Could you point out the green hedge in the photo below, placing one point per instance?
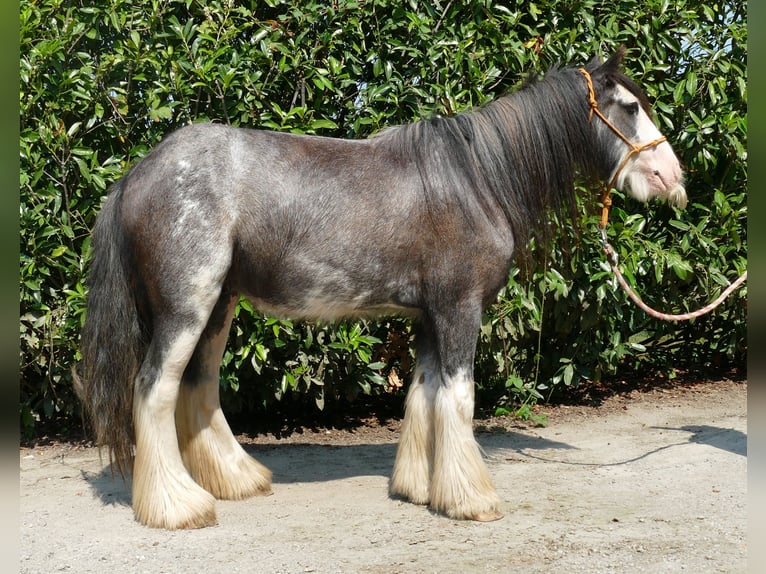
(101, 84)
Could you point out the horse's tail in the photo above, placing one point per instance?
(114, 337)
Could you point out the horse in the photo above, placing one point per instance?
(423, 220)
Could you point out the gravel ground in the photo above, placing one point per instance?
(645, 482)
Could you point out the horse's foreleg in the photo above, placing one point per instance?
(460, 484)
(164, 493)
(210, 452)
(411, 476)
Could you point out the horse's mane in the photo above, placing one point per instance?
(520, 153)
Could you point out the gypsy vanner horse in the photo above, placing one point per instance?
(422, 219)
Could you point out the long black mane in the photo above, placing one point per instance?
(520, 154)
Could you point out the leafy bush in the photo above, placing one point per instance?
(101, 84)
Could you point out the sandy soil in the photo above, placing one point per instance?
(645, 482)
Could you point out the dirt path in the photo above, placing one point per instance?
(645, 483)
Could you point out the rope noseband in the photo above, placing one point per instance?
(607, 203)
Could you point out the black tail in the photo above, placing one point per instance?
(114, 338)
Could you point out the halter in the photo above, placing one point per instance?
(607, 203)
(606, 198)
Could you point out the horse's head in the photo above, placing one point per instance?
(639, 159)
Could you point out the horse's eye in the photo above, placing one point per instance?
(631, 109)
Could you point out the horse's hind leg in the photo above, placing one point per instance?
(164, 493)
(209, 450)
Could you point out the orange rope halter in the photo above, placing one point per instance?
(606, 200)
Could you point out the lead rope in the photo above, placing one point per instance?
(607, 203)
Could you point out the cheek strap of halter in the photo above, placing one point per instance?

### What you need to do
Please write out all of the records above again word for word, leaving the pictures out.

### Task response
Could you point out the green hedge in the photo below, placing one point per instance?
(101, 84)
Could you point out the horse's tail in the photo above, placing one point per instance?
(114, 337)
Could you point out the horse in the photo above, placing one point per instance?
(423, 220)
Could you point out the gravel ground in the photo above, placing one point per instance?
(645, 482)
Could you point out the horse's foreleg in the photo above, placing one point per instance?
(460, 484)
(164, 493)
(210, 452)
(411, 476)
Could you point out the horse's mane in the photo above, placing one point per instance?
(520, 153)
Could you point out the gypsy vanner horse in the photo above, placing one point per instance?
(422, 219)
Could you point out the long black mane in the photo above, placing one point per instance?
(520, 154)
Could you point out the leafy bush in the photo above, placing one point per instance?
(101, 84)
Could you point out the sandy soil in the photo above, placing one point per instance?
(645, 482)
Could you point out the dirt path in the photo above, placing one point per instance?
(645, 483)
Could you point out the rope noseband in the photo above, placing one point per instance?
(607, 203)
Could you point out the black tail in the photo above, placing one point per instance?
(114, 338)
Could you point out the halter in the photo above, placing one point per instance?
(607, 203)
(606, 198)
Could you point out the horse's head in the photo above, placing one point per instance?
(639, 159)
Could you point out the horse's eye in the photo above, placing one point per instance?
(631, 109)
Could you point out the horse's hind leg in the photo above, placing one point per instance?
(164, 493)
(209, 450)
Could you point out the orange rope halter in the photo above, placing one point per instance?
(606, 200)
Could you point out the lead rope in the photo above, placing one point per instance?
(607, 203)
Could you point out the cheek strap of halter in the photo above, placing one point per instance?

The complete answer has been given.